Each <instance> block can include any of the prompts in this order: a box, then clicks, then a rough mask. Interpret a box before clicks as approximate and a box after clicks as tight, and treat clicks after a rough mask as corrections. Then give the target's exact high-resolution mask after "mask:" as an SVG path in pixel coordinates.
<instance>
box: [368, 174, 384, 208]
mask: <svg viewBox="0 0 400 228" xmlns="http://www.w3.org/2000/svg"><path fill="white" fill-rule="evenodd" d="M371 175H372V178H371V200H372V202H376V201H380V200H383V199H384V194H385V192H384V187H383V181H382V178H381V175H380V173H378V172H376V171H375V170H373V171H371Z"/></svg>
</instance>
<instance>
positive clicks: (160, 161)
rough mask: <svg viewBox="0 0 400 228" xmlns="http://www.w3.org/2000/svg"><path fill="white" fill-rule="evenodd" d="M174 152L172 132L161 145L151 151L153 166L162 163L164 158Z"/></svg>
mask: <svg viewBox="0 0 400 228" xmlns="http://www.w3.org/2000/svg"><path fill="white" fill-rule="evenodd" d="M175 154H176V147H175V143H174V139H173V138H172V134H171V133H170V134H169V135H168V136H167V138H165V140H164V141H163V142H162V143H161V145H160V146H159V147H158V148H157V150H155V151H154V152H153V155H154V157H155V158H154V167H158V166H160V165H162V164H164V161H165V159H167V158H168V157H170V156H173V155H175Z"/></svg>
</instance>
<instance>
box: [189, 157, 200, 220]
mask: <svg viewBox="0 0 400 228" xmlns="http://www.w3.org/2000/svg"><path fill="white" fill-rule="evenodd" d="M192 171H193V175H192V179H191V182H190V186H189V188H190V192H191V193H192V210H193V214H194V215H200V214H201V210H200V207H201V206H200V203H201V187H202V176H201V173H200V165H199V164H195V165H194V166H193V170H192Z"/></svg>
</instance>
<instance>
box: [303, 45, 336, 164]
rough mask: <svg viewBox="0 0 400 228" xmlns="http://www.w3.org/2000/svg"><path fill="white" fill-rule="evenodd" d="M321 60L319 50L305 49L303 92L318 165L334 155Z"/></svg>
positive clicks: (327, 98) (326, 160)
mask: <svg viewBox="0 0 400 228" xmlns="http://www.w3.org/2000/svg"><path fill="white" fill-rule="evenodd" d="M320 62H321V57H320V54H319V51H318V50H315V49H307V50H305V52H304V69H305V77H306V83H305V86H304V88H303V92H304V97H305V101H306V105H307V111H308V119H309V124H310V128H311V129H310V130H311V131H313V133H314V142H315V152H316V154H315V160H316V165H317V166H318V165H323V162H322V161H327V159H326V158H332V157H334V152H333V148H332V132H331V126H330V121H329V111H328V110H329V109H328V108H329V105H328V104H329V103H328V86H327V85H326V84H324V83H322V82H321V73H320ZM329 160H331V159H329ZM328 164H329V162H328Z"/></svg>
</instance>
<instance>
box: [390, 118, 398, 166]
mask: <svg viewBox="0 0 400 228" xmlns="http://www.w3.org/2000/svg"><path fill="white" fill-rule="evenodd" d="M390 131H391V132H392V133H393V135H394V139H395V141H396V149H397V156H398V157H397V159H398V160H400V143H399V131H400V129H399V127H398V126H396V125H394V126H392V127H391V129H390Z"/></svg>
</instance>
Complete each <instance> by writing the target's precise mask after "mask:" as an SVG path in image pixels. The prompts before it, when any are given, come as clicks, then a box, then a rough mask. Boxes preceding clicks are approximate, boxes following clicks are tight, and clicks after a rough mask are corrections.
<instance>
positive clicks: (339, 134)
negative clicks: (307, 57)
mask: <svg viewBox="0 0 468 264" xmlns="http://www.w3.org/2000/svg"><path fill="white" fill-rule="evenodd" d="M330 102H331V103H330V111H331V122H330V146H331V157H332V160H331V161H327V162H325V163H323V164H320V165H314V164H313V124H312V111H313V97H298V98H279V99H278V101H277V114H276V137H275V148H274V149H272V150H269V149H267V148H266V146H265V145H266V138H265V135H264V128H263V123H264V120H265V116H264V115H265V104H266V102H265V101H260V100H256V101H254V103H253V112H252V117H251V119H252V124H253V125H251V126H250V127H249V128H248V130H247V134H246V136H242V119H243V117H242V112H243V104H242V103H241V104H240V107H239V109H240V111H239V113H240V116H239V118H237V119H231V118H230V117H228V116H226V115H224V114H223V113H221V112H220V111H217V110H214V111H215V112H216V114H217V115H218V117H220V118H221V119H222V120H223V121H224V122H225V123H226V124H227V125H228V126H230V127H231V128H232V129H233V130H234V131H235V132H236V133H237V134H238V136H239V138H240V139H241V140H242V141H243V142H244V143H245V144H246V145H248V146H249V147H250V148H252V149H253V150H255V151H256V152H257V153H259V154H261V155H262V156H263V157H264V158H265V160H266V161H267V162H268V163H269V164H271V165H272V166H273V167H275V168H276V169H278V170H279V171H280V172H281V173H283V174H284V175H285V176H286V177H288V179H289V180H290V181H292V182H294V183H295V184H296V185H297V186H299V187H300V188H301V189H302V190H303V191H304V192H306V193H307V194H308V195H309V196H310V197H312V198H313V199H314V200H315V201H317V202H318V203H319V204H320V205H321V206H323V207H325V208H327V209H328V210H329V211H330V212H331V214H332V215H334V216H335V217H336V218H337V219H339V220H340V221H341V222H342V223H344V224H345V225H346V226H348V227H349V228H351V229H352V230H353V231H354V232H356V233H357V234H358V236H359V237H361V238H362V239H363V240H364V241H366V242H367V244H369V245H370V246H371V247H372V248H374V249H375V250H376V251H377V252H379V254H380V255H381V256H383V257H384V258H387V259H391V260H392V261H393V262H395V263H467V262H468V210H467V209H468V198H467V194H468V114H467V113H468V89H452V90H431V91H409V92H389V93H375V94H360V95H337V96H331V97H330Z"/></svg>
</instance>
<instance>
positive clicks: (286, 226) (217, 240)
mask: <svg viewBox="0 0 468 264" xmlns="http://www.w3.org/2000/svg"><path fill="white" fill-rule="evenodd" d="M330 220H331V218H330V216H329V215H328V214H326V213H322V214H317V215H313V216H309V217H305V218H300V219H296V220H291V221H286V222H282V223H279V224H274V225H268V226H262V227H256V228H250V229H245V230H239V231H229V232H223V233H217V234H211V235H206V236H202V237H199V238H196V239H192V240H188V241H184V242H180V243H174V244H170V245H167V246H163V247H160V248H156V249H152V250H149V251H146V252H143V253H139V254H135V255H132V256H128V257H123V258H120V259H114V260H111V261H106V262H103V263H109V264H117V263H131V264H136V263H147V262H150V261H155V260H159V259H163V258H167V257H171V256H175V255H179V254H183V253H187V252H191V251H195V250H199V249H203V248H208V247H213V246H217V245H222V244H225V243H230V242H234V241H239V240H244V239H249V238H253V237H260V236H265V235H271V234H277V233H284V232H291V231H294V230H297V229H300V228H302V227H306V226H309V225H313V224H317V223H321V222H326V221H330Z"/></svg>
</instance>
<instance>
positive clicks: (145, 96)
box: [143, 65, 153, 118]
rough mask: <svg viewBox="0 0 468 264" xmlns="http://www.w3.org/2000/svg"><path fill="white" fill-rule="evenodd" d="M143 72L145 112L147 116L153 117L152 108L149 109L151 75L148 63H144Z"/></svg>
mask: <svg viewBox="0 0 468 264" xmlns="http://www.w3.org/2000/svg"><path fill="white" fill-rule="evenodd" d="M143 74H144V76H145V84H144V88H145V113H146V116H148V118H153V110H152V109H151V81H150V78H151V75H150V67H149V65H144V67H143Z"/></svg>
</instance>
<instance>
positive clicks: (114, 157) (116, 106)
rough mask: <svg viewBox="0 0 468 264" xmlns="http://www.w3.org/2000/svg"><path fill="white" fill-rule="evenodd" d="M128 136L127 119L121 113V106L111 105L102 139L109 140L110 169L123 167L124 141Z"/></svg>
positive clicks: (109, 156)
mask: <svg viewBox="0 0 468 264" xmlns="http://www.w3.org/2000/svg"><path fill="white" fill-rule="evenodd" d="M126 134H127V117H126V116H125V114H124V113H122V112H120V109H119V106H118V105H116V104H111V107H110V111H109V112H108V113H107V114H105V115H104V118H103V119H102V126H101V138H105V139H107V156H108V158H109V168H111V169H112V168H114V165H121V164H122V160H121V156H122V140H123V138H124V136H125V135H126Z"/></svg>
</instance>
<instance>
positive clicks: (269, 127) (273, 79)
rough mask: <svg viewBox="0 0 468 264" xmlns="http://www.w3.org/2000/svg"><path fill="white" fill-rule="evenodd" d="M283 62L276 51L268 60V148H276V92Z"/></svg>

+ + + + + + +

WHAT TO DO »
Repeat the entries above exactly, from the first line through the line containing "positive clicks: (160, 161)".

ANSWER TO THIS PROBLEM »
Each <instance> block can include any of the prompts in this order: a box, then clicks, then a rough mask. Interpret a box before clicks as approximate and a box after clicks as tight, and treat clicks after a rough mask as corrections. Then give the target's exact high-resolution mask after "mask:" as an SVG path in pixel coordinates.
<instance>
box: [368, 174, 384, 208]
mask: <svg viewBox="0 0 400 228" xmlns="http://www.w3.org/2000/svg"><path fill="white" fill-rule="evenodd" d="M371 175H372V178H371V200H372V202H376V201H380V200H383V199H384V194H385V192H384V187H383V181H382V178H381V175H380V173H378V172H376V171H375V170H373V171H371Z"/></svg>
</instance>
<instance>
positive clicks: (160, 161)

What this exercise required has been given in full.